What is asked: Please update the lines from the one containing "Could you locate the tan" through the one containing "[29,44,66,85]", inclusive, by replacing "bounding box" with "bounding rectangle" and changing nothing else. Return only those lines.
════════
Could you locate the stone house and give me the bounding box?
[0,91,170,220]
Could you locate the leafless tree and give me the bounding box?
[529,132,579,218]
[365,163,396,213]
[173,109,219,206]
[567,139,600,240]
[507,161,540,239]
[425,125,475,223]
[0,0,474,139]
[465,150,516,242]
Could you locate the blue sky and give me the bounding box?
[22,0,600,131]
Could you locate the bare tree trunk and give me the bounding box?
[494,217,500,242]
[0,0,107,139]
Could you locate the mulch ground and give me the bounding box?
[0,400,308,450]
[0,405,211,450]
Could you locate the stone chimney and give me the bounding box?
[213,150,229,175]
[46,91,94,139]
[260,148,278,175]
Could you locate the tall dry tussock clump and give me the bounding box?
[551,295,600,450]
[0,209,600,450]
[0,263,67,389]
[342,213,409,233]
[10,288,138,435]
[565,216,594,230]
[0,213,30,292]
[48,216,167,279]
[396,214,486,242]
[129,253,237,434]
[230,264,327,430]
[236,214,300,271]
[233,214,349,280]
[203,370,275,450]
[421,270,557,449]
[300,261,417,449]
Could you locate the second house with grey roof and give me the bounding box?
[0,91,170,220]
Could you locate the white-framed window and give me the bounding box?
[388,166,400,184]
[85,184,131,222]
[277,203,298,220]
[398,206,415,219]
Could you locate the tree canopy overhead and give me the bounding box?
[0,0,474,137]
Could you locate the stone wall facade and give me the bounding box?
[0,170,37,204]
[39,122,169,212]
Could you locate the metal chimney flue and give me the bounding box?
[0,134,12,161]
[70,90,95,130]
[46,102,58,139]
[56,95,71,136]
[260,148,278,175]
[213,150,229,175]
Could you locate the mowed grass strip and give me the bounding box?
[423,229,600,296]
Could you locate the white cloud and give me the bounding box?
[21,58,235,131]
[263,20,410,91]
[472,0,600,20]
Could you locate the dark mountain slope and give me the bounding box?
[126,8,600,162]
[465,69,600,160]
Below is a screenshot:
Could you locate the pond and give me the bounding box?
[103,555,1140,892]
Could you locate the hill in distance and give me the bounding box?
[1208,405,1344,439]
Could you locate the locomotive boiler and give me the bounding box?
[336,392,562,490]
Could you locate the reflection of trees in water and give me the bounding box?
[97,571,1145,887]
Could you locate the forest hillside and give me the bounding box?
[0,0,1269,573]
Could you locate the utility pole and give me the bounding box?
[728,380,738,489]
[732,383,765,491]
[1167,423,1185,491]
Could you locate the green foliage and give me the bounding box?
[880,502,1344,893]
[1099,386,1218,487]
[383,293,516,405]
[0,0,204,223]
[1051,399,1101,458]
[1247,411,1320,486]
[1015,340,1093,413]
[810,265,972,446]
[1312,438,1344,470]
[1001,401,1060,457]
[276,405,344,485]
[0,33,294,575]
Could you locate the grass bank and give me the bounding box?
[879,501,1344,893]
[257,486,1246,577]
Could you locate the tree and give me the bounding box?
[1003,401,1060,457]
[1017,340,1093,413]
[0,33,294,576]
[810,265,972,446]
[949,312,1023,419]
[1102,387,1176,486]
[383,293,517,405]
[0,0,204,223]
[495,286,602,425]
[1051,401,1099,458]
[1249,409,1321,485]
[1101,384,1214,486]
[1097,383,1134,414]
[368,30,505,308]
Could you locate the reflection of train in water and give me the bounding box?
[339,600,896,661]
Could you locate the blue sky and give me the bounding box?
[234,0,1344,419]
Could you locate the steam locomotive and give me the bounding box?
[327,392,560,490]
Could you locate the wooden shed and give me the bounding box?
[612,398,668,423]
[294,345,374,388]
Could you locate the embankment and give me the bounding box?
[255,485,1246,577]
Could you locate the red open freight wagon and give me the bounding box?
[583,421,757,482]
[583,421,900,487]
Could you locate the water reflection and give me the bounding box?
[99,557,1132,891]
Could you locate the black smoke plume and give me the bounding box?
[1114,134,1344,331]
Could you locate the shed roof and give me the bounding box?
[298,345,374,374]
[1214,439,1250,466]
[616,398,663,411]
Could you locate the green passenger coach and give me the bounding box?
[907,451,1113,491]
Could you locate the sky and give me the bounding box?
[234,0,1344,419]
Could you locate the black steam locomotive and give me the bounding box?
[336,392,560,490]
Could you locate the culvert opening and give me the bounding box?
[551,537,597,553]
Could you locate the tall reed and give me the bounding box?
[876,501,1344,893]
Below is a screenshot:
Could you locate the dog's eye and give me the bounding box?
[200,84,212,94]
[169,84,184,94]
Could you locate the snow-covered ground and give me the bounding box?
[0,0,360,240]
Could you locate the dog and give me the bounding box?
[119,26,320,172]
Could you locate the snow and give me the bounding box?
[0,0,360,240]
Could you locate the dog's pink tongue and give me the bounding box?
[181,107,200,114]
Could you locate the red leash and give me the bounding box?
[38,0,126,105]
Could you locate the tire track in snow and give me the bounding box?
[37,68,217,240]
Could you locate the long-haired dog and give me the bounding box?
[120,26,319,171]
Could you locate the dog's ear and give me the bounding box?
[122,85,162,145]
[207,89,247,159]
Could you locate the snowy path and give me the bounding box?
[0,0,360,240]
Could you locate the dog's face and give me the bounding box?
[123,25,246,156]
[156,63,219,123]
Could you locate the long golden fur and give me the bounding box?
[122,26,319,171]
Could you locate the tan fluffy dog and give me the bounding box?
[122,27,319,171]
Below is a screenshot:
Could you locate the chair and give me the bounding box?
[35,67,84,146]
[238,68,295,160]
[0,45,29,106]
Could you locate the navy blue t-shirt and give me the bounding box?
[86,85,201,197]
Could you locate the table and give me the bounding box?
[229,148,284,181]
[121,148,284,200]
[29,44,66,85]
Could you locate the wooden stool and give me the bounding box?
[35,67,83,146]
════════
Task output:
Could you locate the tan fluffy dog and give me the bounding rectangle?
[122,27,319,171]
Below is a screenshot:
Could you locate the chair and give me the bounding rectangle?
[35,67,84,146]
[238,68,295,160]
[0,45,29,106]
Could you locate the navy blue t-shirt and give me the bounding rectangle?
[86,85,201,197]
Could you locate the table and give me the bounding rectangle?
[229,148,284,181]
[121,148,284,200]
[29,44,66,85]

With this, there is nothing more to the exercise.